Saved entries
::::

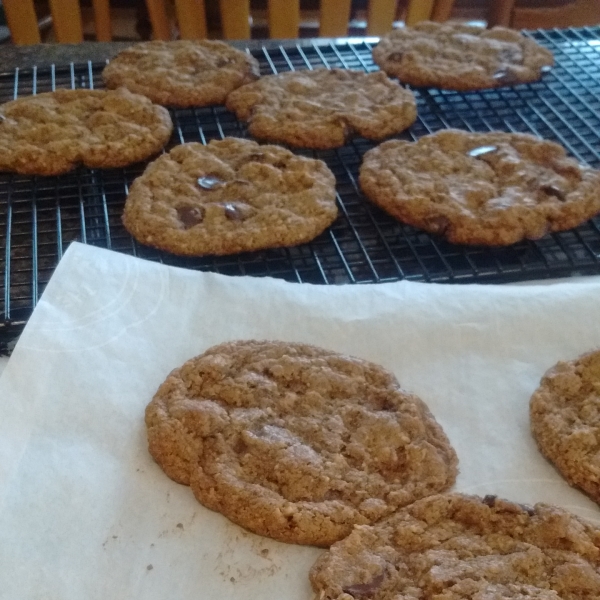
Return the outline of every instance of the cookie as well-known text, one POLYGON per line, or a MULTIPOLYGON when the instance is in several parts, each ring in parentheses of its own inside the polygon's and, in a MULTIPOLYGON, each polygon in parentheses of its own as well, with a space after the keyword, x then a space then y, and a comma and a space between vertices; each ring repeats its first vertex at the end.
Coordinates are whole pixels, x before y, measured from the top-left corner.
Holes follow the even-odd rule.
POLYGON ((562 508, 440 494, 319 557, 319 600, 600 598, 600 529, 562 508))
POLYGON ((27 96, 0 105, 0 171, 123 167, 156 154, 172 129, 166 109, 127 90, 27 96))
POLYGON ((383 73, 342 69, 269 75, 227 97, 256 138, 301 148, 337 148, 356 134, 381 140, 415 122, 414 95, 383 73))
POLYGON ((513 29, 428 21, 383 36, 373 61, 402 83, 458 91, 537 81, 554 65, 550 50, 513 29))
POLYGON ((527 134, 448 129, 392 140, 365 153, 359 180, 393 217, 456 244, 535 240, 600 211, 600 171, 527 134))
POLYGON ((168 376, 146 425, 169 477, 283 542, 328 546, 457 472, 441 427, 391 373, 306 344, 214 346, 168 376))
POLYGON ((136 44, 102 72, 108 88, 126 87, 165 106, 224 104, 227 94, 258 79, 258 61, 224 42, 177 40, 136 44))
POLYGON ((550 369, 529 414, 542 454, 600 504, 600 350, 550 369))
POLYGON ((123 223, 174 254, 234 254, 309 242, 337 217, 324 162, 237 138, 176 146, 130 188, 123 223))

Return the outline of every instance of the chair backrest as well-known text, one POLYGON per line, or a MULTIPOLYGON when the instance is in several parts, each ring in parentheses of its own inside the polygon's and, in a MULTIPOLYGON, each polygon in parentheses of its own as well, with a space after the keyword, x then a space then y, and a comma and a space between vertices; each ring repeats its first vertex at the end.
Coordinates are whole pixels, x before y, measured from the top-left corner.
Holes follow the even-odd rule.
MULTIPOLYGON (((438 0, 439 2, 440 0, 438 0)), ((109 0, 92 0, 96 39, 111 40, 109 0)), ((171 38, 165 0, 145 0, 156 39, 171 38)), ((392 29, 398 0, 369 0, 367 34, 382 35, 392 29)), ((15 44, 40 42, 33 0, 3 0, 8 27, 15 44)), ((409 25, 429 19, 435 0, 409 0, 409 25)), ((223 37, 226 40, 250 38, 250 0, 219 0, 223 37)), ((321 0, 319 35, 343 37, 348 34, 351 0, 321 0)), ((56 41, 83 41, 79 0, 50 0, 56 41)), ((201 39, 207 34, 205 0, 175 0, 175 12, 183 39, 201 39)), ((296 38, 300 28, 300 0, 268 0, 269 36, 296 38)))
MULTIPOLYGON (((6 22, 15 44, 39 44, 40 32, 33 0, 2 0, 6 22)), ((111 39, 109 0, 93 0, 96 39, 111 39)), ((61 43, 83 42, 79 0, 50 0, 50 12, 56 40, 61 43)))
MULTIPOLYGON (((151 6, 164 11, 164 0, 146 0, 155 36, 151 6), (160 5, 163 5, 162 8, 160 5)), ((398 0, 369 0, 367 34, 381 35, 392 29, 398 0)), ((429 19, 435 0, 409 0, 407 23, 429 19)), ((219 0, 223 37, 226 40, 250 38, 250 0, 219 0)), ((269 37, 297 38, 300 29, 300 0, 268 0, 269 37)), ((321 0, 319 35, 343 37, 348 34, 351 0, 321 0)), ((184 39, 206 36, 204 0, 175 0, 175 10, 181 37, 184 39), (194 29, 193 23, 198 24, 194 29), (201 24, 200 24, 201 23, 201 24)))

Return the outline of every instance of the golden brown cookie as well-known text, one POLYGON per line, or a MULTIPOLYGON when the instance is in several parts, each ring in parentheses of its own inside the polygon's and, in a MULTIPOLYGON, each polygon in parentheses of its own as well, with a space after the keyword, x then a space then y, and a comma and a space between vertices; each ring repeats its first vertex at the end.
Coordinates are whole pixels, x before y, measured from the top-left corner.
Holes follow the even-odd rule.
POLYGON ((319 600, 600 598, 600 529, 562 508, 441 494, 357 527, 317 560, 319 600))
POLYGON ((381 140, 417 118, 411 91, 383 73, 342 69, 269 75, 227 97, 256 138, 301 148, 337 148, 352 135, 381 140))
POLYGON ((237 138, 176 146, 132 184, 123 223, 174 254, 234 254, 309 242, 337 217, 324 162, 237 138))
POLYGON ((373 60, 403 83, 459 91, 537 81, 554 65, 550 50, 513 29, 430 21, 383 36, 373 60))
POLYGON ((150 453, 255 533, 328 546, 449 488, 457 458, 382 367, 306 344, 237 341, 175 369, 146 409, 150 453))
POLYGON ((224 104, 227 94, 258 79, 258 61, 214 40, 152 41, 117 54, 102 72, 108 88, 126 87, 165 106, 224 104))
POLYGON ((0 170, 58 175, 84 164, 123 167, 171 136, 166 109, 125 89, 57 90, 0 105, 0 170))
POLYGON ((439 131, 364 155, 360 186, 404 223, 456 244, 502 246, 600 211, 600 171, 527 134, 439 131))
POLYGON ((542 454, 600 504, 600 350, 550 369, 529 414, 542 454))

::::

**Work to be completed**: Search the data above for the string "known" and report each line that holds it.

**Answer box**:
Return the outline of every instance of the cookie as well-known text, one POLYGON per line, or a MULTIPOLYGON when the instance is in several parts, each ring in parentheses of its own inside the polygon's and, in a MULTIPOLYGON, each polygon in parentheses of its own as well, with a space after the keyword, x then a space then y, and a comma and a space between vertices; each ring repeats its first vertex at the end.
Return the outline of every instance of the chair backrest as well-known text, one POLYGON per line, or a MULTIPOLYGON when the instance is in several parts, each ring in parentheses of its own inside the polygon's and, in a MULTIPOLYGON, each polygon in parentheses of its own as well, with a space after the keyword, x then a space then y, and a comma and a space between vertices; each ring repeats its first vertex at the end.
Return the outline of every instance of the golden brown cookie as well-known text, one POLYGON per line, or a MULTIPOLYGON when the instance is in several parts, each ring in parentheses of its own inside the polygon's and, in a MULTIPOLYGON, each polygon in parentheses of its own as well, with a space after the keyword, x then a space then y, and a comma and a space between vertices; each ring repeats its first vertex at the end.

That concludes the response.